> **REQUIREMENTS**
Count the lines in the records below that contain the string "metal", with case taken into account, and give only the number.

> **INPUT FOR THIS TASK**
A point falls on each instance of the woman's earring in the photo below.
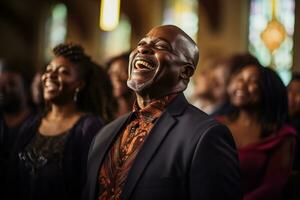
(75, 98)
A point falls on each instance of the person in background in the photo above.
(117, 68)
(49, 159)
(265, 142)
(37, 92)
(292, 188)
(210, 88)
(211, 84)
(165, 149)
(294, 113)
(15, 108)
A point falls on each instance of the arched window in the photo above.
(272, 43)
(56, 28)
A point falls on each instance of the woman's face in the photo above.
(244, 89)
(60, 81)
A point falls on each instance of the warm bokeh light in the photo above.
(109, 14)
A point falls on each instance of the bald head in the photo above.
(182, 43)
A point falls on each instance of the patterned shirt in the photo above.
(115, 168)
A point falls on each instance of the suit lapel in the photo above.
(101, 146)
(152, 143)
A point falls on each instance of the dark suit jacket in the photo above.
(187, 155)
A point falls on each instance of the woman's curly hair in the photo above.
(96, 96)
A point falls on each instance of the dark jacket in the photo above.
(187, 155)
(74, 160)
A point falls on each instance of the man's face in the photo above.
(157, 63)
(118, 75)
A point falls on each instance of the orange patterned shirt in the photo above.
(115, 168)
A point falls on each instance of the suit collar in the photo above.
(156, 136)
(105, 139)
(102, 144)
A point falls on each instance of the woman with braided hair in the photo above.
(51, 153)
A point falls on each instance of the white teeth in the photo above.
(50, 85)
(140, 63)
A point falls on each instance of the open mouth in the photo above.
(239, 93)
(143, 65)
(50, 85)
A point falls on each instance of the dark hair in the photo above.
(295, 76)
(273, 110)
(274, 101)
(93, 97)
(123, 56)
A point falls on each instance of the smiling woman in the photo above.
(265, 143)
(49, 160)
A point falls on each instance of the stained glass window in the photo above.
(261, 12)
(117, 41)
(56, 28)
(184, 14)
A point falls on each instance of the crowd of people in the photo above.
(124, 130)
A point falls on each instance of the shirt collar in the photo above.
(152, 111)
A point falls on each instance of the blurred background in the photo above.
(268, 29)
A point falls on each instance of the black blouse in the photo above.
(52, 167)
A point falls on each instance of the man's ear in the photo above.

---

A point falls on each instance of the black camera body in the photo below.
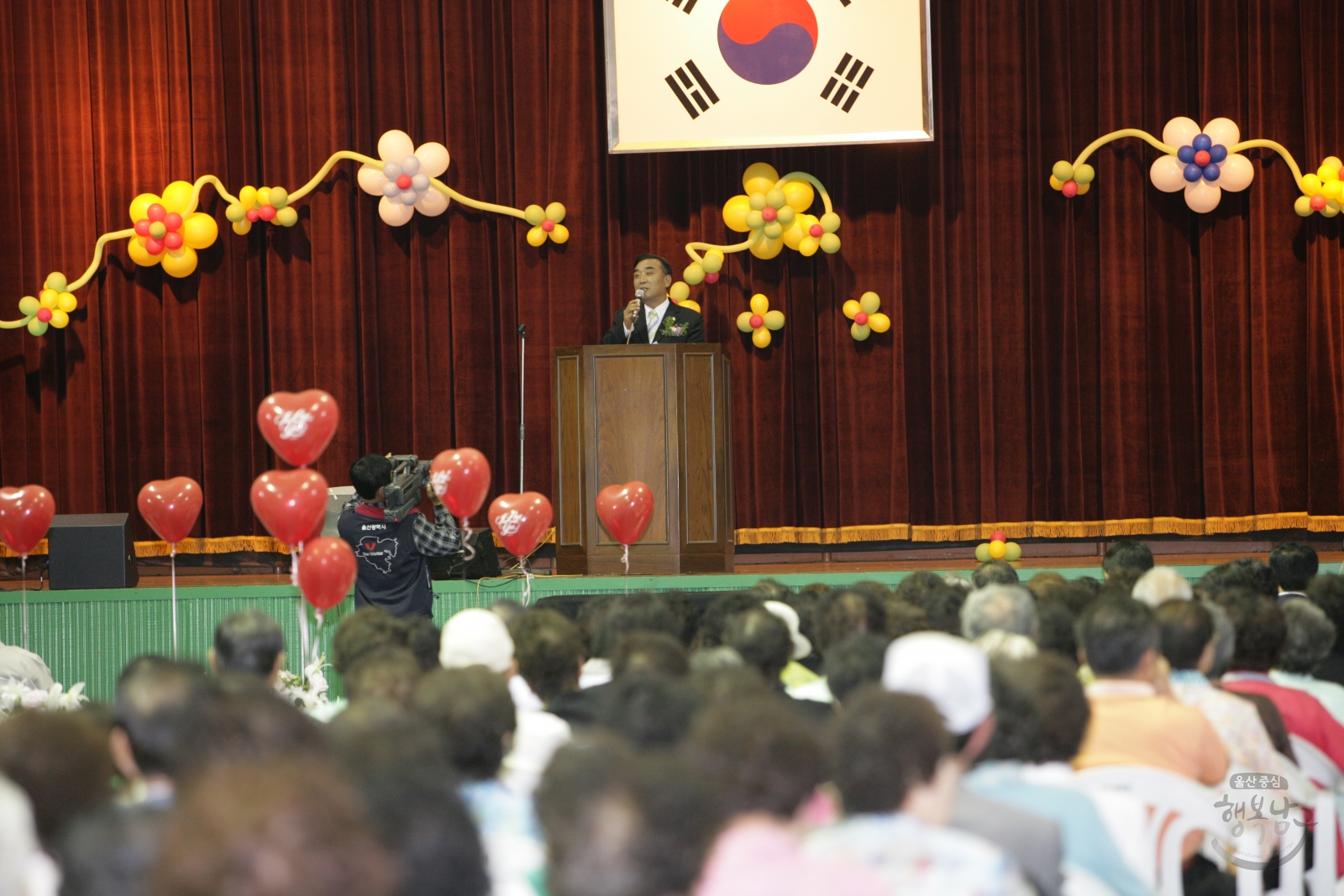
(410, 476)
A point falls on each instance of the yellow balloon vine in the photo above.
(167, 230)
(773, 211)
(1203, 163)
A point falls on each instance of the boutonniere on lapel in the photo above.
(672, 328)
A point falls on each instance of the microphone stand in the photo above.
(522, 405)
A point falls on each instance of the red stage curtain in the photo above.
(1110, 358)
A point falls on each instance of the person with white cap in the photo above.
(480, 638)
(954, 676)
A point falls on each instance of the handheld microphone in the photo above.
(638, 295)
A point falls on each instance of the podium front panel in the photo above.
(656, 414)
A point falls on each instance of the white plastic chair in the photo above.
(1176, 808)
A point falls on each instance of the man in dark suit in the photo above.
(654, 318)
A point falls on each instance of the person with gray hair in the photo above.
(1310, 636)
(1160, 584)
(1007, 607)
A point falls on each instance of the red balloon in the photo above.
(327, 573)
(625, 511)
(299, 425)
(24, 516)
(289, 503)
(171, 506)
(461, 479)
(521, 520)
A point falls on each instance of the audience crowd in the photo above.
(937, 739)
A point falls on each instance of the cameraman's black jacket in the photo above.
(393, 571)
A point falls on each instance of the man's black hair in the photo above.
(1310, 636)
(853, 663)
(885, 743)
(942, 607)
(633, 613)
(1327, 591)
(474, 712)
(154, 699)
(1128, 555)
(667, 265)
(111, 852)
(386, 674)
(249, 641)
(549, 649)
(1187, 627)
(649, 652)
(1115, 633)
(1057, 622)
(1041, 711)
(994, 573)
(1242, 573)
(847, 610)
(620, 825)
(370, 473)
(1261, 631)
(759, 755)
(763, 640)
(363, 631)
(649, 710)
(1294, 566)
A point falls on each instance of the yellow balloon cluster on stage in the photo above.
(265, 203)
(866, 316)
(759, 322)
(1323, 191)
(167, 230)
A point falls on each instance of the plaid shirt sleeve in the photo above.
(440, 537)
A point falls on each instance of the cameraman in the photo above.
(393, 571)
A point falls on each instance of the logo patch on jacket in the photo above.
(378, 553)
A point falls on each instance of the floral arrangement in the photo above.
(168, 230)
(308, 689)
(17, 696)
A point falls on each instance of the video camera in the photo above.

* * *

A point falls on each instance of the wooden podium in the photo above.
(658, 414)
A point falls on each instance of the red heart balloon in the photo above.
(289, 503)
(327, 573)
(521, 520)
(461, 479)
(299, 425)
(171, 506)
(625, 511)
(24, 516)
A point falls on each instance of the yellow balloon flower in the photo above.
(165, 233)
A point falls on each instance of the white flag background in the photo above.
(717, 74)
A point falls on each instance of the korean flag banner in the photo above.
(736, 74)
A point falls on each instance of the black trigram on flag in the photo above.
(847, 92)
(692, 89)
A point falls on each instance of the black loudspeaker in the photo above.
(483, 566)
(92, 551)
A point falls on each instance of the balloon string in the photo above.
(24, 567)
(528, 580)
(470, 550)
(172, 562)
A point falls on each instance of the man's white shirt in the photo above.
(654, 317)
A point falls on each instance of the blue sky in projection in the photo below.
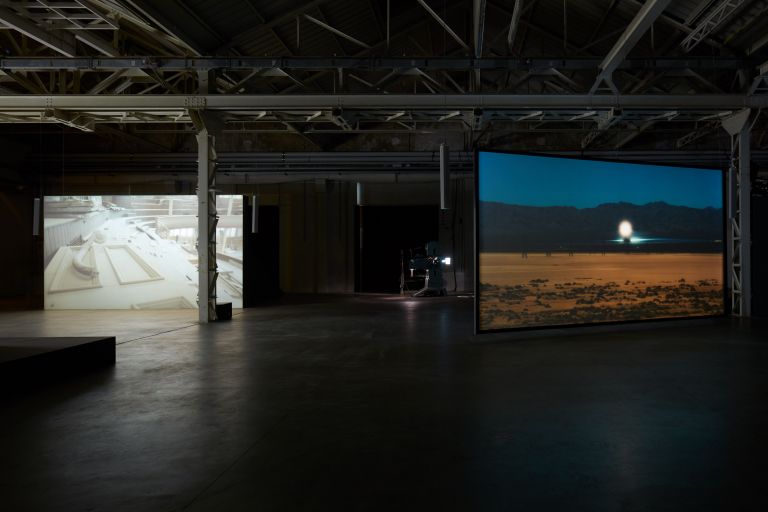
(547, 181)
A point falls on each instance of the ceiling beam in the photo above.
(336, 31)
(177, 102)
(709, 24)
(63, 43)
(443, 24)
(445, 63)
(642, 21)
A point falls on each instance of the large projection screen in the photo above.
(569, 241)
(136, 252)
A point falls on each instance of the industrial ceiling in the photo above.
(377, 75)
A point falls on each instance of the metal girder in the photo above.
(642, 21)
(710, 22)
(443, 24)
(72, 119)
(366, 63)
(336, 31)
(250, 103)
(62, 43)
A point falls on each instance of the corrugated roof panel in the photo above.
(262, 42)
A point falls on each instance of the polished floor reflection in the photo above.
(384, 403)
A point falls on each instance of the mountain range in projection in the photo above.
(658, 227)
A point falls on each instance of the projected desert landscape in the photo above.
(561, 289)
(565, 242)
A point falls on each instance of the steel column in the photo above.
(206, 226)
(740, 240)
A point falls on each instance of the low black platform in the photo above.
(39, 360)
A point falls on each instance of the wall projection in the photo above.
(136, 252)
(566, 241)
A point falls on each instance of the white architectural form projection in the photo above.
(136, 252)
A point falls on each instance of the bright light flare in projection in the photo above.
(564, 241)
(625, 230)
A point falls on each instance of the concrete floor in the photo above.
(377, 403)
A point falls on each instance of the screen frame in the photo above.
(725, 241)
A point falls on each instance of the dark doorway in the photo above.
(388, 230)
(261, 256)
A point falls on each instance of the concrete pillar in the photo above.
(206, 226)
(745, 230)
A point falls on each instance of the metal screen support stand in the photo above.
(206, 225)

> **CORRECT OUTPUT**
2